Tasks for this exercise ->
1. In the food price text, how often have yields for major crops fallen 10 percent or more below trend?
2. Duplicate the food price text from "The impact of rising" to "food input costs.".

Page text ->
[Start of Attachment]

For dairy, protein, and egg markets, the price patterns are expected to be responsive to the higher feed costs, but the timing and extent of producers’ response to higher feed costs is less clear. The longer cycles of expansion and contraction for dairy, protein, and egg producers will likely create more volatility in producers’ margins, but ultimately prices will move higher to compensate for increases in feed costs. This includes significant increases in prices (vs. 2002‐06) for pork (+69 percent), chicken (+64 percent), eggs (+58 percent), milk (+43 percent) and beef (+43 percent). Study Synopsis/The Return of Food Price Inflation
Weather events are key price drivers for agricultural commodities, and a yield‐related crop shortfall of 10 percent or more in any year would drive prices at least 50 percent or more above the projected average levels. Yields for major crops have been 10 percent or more below trend roughly one in four years (23 percent of the time). With U.S. and world stocks already at minimal levels, such an event would have a dramatic impact upon commodity prices and ultimately upon consumer food prices. While it is hard to predict the impact of weather events, it is likely that the end result would be consumer food inflation rates of close to 10 percent for one or more years.
The impact of rising food input costs will vary dramatically across the different products consumed. Items with limited “value added” (such as livestock and dairy items) will see a much greater impact from higher corn prices, while items with more “value added” (such as bread or cereal) will to see a more limited impact from higher food input costs.

[End of Attachment]

Data to examine ->
[Start of Attachment]

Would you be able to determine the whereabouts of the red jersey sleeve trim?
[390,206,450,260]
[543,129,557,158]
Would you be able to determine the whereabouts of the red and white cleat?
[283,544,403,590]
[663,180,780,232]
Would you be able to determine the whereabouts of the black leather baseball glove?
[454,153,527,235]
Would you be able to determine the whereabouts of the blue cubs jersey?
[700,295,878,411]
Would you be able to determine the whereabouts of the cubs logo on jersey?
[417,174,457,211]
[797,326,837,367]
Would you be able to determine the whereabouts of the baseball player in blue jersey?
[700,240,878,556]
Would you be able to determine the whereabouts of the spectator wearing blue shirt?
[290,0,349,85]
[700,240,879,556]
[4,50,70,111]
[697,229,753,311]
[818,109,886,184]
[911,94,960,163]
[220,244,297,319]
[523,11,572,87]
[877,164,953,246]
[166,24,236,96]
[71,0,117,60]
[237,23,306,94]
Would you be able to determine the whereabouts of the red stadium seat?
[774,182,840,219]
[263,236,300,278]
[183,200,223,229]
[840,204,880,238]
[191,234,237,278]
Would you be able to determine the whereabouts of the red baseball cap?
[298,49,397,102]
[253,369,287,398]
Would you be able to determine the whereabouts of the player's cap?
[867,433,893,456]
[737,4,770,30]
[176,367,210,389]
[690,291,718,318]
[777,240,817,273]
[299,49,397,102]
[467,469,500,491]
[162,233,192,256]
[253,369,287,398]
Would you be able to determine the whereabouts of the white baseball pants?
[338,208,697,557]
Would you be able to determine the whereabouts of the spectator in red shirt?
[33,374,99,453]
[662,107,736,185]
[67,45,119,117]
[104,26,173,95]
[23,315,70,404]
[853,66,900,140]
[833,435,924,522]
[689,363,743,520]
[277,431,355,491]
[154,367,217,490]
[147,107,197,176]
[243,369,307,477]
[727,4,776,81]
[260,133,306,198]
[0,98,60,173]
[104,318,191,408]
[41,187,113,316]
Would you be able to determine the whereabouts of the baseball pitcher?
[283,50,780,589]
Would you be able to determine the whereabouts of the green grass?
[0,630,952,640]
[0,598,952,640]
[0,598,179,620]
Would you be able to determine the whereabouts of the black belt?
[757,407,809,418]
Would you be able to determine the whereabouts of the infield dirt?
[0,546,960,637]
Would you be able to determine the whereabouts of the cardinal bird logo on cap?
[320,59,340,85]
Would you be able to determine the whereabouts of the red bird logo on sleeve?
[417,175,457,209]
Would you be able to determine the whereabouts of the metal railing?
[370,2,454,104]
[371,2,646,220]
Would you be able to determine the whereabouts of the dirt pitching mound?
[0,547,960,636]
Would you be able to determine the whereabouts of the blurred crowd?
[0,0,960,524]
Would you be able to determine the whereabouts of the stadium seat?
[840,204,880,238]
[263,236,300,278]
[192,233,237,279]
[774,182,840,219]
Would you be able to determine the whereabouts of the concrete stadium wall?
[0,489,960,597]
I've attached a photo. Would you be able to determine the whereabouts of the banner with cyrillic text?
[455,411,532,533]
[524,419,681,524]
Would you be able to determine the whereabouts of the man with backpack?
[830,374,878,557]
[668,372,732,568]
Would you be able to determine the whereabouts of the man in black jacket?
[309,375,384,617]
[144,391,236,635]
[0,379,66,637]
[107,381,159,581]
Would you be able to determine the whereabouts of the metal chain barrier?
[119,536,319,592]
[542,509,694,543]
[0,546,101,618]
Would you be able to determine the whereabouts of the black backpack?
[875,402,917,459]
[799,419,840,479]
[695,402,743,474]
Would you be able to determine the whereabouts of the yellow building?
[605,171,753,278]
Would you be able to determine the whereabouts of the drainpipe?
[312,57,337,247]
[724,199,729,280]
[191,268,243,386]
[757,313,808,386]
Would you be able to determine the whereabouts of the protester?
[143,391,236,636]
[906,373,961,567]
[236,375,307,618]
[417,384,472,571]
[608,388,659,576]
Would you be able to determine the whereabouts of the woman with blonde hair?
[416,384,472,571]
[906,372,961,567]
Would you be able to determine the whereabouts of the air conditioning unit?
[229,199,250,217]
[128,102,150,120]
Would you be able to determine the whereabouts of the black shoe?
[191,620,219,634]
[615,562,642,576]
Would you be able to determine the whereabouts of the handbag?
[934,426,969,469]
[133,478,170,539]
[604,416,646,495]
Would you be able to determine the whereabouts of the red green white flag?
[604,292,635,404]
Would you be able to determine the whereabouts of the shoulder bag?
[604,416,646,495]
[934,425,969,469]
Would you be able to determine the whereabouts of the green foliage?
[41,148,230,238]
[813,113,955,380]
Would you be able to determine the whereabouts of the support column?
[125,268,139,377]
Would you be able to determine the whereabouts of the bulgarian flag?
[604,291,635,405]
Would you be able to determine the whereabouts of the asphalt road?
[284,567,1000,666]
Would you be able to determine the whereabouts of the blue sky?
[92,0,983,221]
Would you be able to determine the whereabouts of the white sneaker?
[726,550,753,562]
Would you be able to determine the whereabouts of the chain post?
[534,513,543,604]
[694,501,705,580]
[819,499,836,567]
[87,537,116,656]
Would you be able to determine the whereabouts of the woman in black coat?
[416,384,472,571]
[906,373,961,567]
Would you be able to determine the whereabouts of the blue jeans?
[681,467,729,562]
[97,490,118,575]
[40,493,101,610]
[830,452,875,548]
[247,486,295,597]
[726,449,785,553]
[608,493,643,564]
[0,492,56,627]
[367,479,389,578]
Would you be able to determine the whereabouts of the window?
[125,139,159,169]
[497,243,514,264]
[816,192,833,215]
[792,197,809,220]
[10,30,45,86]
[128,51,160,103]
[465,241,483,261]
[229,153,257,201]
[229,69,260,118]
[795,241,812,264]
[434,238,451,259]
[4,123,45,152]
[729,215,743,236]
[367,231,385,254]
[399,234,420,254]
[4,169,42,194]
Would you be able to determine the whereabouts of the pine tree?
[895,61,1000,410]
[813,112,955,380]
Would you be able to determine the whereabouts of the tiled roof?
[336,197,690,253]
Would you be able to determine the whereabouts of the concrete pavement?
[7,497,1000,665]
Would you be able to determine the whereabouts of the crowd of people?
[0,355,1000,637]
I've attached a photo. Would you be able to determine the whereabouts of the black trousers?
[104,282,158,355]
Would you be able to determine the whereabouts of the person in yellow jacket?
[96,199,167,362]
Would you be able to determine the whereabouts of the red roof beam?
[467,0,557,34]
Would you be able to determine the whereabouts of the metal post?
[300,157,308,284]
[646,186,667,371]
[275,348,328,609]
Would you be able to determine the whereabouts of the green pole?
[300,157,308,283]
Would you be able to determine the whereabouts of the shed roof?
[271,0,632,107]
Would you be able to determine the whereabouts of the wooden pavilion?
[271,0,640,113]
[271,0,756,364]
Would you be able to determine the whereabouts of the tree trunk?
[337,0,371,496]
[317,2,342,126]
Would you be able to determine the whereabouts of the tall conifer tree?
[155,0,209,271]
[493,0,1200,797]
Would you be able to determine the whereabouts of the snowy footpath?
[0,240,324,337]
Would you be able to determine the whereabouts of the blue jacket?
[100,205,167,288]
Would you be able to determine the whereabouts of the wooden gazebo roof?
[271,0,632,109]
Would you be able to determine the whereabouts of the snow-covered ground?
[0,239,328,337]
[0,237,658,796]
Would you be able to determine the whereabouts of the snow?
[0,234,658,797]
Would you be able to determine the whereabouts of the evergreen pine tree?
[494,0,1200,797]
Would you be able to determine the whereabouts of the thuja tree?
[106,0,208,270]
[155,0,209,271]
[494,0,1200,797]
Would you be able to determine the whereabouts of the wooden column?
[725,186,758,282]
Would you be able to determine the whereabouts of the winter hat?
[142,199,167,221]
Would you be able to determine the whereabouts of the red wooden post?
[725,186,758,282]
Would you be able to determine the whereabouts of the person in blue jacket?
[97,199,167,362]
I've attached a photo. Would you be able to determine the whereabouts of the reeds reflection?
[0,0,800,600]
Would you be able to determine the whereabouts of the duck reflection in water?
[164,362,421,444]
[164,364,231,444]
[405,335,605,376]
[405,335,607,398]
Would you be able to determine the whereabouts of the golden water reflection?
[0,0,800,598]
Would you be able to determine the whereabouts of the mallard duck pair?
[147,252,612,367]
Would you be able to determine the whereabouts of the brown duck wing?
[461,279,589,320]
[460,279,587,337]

[End of Attachment]

Activity answers ->
1. Roughly one in four years (23 percent of the time).

2.
The impact of rising food input costs will vary dramatically across the different products consumed. Items with limited “value added” (such as livestock and dairy items) will see a much greater impact from higher corn prices, while items with more “value added” (such as bread or cereal) will to see a more limited impact from higher food input costs.